Location identification items:
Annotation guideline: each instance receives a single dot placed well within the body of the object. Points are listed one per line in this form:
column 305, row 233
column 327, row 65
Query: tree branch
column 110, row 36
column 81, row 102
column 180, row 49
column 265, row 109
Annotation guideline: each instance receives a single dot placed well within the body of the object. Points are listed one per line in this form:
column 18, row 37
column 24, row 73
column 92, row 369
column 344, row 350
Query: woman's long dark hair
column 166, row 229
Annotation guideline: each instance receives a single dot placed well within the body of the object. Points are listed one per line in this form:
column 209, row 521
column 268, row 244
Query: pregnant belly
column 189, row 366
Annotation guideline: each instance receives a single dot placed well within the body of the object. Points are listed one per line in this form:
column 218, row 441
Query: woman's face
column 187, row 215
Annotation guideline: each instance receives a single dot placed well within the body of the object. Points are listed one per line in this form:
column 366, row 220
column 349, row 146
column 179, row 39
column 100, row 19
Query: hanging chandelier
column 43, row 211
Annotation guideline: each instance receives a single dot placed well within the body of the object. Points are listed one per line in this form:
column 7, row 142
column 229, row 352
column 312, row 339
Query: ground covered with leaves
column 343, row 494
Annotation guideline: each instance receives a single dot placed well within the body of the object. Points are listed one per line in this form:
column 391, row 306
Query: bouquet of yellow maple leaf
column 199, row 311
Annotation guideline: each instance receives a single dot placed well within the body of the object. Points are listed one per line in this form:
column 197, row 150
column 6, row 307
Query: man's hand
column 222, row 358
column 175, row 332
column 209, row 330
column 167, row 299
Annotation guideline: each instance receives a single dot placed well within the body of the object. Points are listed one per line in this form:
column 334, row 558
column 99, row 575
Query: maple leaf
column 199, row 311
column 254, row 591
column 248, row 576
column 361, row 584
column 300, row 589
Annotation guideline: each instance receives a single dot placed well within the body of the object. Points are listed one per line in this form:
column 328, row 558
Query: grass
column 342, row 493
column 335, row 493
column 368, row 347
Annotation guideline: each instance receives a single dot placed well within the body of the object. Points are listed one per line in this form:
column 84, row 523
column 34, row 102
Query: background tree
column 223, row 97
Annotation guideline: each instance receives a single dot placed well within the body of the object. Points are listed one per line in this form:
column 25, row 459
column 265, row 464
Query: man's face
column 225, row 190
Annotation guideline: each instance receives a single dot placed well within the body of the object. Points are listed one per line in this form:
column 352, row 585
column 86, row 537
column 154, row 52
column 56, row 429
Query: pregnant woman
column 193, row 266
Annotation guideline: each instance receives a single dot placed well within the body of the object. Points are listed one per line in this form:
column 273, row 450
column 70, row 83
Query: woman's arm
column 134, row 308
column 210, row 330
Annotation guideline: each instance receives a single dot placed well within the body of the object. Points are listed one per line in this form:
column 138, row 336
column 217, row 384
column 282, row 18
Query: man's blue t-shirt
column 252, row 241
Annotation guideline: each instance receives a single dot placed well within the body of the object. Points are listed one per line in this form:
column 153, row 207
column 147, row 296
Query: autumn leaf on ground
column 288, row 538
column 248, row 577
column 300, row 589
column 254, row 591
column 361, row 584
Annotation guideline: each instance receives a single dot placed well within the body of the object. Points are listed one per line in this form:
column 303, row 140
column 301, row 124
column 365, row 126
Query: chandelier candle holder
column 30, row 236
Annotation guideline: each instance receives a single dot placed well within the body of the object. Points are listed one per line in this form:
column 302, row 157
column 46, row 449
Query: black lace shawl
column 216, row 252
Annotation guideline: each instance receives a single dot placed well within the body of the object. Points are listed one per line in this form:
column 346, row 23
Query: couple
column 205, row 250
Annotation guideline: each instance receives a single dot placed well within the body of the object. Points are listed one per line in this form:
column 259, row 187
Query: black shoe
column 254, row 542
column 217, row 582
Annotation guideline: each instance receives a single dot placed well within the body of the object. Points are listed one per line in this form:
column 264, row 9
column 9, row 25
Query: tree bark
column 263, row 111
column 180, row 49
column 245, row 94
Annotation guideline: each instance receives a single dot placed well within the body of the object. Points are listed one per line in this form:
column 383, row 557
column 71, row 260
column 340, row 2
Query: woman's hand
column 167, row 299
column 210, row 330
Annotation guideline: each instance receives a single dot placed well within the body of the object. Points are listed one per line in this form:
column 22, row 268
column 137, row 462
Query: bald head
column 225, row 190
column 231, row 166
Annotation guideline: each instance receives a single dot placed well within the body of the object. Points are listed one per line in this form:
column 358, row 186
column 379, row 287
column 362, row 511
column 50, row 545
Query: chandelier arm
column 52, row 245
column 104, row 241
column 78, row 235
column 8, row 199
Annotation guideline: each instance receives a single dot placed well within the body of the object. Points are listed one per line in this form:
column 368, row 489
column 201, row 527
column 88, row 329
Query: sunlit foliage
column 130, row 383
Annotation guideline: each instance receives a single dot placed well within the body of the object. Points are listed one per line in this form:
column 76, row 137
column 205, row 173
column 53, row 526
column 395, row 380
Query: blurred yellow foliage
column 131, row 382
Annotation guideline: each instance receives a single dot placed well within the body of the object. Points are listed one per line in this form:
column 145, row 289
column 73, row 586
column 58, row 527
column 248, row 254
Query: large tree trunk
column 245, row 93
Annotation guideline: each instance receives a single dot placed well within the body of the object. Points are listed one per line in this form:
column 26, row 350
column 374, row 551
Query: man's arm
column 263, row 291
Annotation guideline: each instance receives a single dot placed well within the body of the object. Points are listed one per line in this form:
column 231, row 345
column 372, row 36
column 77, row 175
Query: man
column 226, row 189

Your instructions:
All of the data above should be transcribed exactly.

Task response:
Annotation guideline: each instance receives a single dot placed well within the body of the object. Points are listed one per line in this form:
column 305, row 233
column 327, row 65
Query: tree branch
column 110, row 36
column 81, row 102
column 180, row 49
column 265, row 109
Annotation guideline: each instance receives a single dot placed well within the body of the object. Points are listed one per line in this form:
column 18, row 37
column 24, row 73
column 92, row 369
column 344, row 350
Query: woman's long dark hair
column 166, row 229
Annotation guideline: each instance receives a single dot placed well within the body of the object. Points are listed one per line in this form:
column 209, row 521
column 268, row 244
Query: pregnant belly
column 189, row 366
Annotation guideline: each instance receives a single dot placed well within the body of the object. Points are listed one per line in this form:
column 218, row 441
Query: woman's face
column 187, row 215
Annotation guideline: each instance receives a single dot placed well within the body of the object. Points are listed one per line in this form:
column 366, row 220
column 349, row 146
column 179, row 39
column 100, row 19
Query: hanging chandelier
column 43, row 211
Annotation guideline: each instance receives a single dot placed well within the body of the object. Points are listed one per line in this form:
column 7, row 142
column 229, row 352
column 312, row 339
Query: ground covered with leaves
column 343, row 494
Annotation guideline: each instance receives a single dot placed well within the body of the object. Points are listed one per line in this form:
column 391, row 306
Query: bouquet of yellow maple leaf
column 199, row 311
Annotation guideline: each instance receives a single dot placed well within the body of the object. Points are listed one per line in this form:
column 197, row 150
column 6, row 307
Query: man's hand
column 222, row 358
column 175, row 332
column 209, row 330
column 167, row 299
Annotation guideline: each instance receives a single dot placed well within the body of the object. Points are listed one per line in this form:
column 334, row 558
column 99, row 575
Query: maple leaf
column 199, row 311
column 254, row 591
column 248, row 576
column 361, row 584
column 300, row 589
Annotation guideline: each instance receives a single dot placed well within the body of the object. Points are listed one per line in this form:
column 328, row 558
Query: grass
column 342, row 493
column 335, row 493
column 368, row 347
Annotation guideline: each instance receives a single dot placed well within the body of the object. Points are listed one per line in this form:
column 84, row 523
column 34, row 102
Query: background tree
column 223, row 97
Annotation guideline: each instance receives a single dot placed well within the body of the object. Points are listed one per line in this form:
column 25, row 459
column 265, row 464
Query: man's face
column 225, row 190
Annotation guideline: each instance receives a single dot placed well within the body of the object. Points are listed one per line in this form:
column 352, row 585
column 86, row 537
column 154, row 52
column 56, row 429
Query: pregnant woman
column 193, row 266
Annotation guideline: each instance receives a single dot placed well within the body of the object. Points are listed one per line in this form:
column 273, row 450
column 70, row 83
Query: woman's arm
column 134, row 308
column 210, row 330
Annotation guideline: each instance receives a single dot placed well within the body of the object. Points are listed one per line in this form:
column 138, row 336
column 217, row 384
column 282, row 18
Query: man's blue t-shirt
column 252, row 241
Annotation guideline: each instance receives a single dot placed well within the body of the object. Points are listed one per line in this form:
column 153, row 207
column 147, row 296
Query: autumn leaf on ground
column 288, row 538
column 248, row 577
column 300, row 589
column 254, row 591
column 361, row 584
Annotation guideline: each instance receives a single dot placed well within the body of the object. Points are listed one per line in this form:
column 303, row 140
column 301, row 124
column 365, row 126
Query: chandelier candle holder
column 30, row 236
Annotation guideline: each instance receives a single dot placed well within the body of the object. Points are listed one per line in this form:
column 302, row 157
column 46, row 449
Query: black lace shawl
column 216, row 252
Annotation guideline: each instance receives a single dot placed well within the body of the object. Points are listed one per line in this form:
column 346, row 23
Query: couple
column 205, row 250
Annotation guideline: each instance receives a single dot placed well within the body of the object. Points are listed one per line in this form:
column 259, row 187
Query: black shoe
column 254, row 542
column 217, row 582
Annotation guideline: each instance receives a single dot placed well within the body of the object. Points are listed one per line in this form:
column 264, row 9
column 9, row 25
Query: tree bark
column 263, row 111
column 180, row 49
column 245, row 94
Annotation guideline: each instance receives a single dot placed well within the body of the object. Points are listed one per line in this form:
column 383, row 557
column 71, row 260
column 340, row 2
Query: woman's hand
column 167, row 299
column 210, row 330
Annotation guideline: each instance receives a single dot placed well within the body of the object. Points are listed one per line in this form:
column 22, row 268
column 137, row 462
Query: bald head
column 225, row 190
column 231, row 166
Annotation guideline: each instance receives a single dot placed well within the body of the object. Points are listed one per line in this form:
column 358, row 186
column 379, row 287
column 362, row 511
column 50, row 545
Query: chandelier arm
column 52, row 245
column 104, row 241
column 78, row 235
column 8, row 199
Annotation guideline: each instance receives a single dot placed well within the body of the object. Points are listed one per line in this form:
column 368, row 489
column 201, row 527
column 88, row 329
Query: sunlit foliage
column 130, row 383
Annotation guideline: each instance receives a single dot placed well within the body of the object. Points are listed one per line in this form:
column 76, row 137
column 205, row 173
column 53, row 526
column 395, row 380
Query: blurred yellow foliage
column 131, row 382
Annotation guideline: each instance receives a single dot placed well within the body of the object. Points are listed one per line in this form:
column 145, row 289
column 73, row 586
column 58, row 527
column 248, row 254
Query: large tree trunk
column 245, row 93
Annotation guideline: each instance receives a single dot placed well within the body of the object. Points are listed one per line in this form:
column 26, row 350
column 374, row 551
Query: man's arm
column 263, row 291
Annotation guideline: each instance receives a single dot placed well within the body of the object. Points are listed one per line in this form:
column 231, row 345
column 372, row 36
column 77, row 175
Query: man
column 226, row 189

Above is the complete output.